[Brano riportato]
------------------------
Tolkieniani della prima ora sono stati i proggers inglesi
Marillion che hanno preso il loro nome dall’epico Silmarillion
e che produssero come b-side di un dei loro primi singoli un’incredibile
suite battezzata Grendel, durante l’esibizione live
della quale il cantante della band Fish era solito presentarsi
sul palco abbigliato con tanto di elmo celtico, omaggiando durante le sue
performances una delle opere che sono state maggiormente formative
per lo scrittore inglese.
------------------------
[Compiti richiesti]
a) Per favore, indica se ciascuna affermazione concorda con il brano sui Marillion, rispondendo sì o no e citando le parole decisive: (i) i Marillion presero il loro nome dal Silmarillion; (ii) la suite Grendel uscì come lato A di un singolo; (iii) Fish si presentava sul palco con un elmo celtico.
b) Che nome ebbe, secondo il brano sui Marillion, la suite pubblicata come b-side?

Voci di dati salvate:
------------------------
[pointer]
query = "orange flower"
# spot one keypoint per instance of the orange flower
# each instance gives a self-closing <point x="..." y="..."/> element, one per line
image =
------------------------
[Soluzioni]
a)
(i) Sì: "hanno preso il loro nome dall’epico Silmarillion".
(ii) No: "produssero come b-side".
(iii) Sì: "abbigliato con tanto di elmo celtico".

b) Grendel.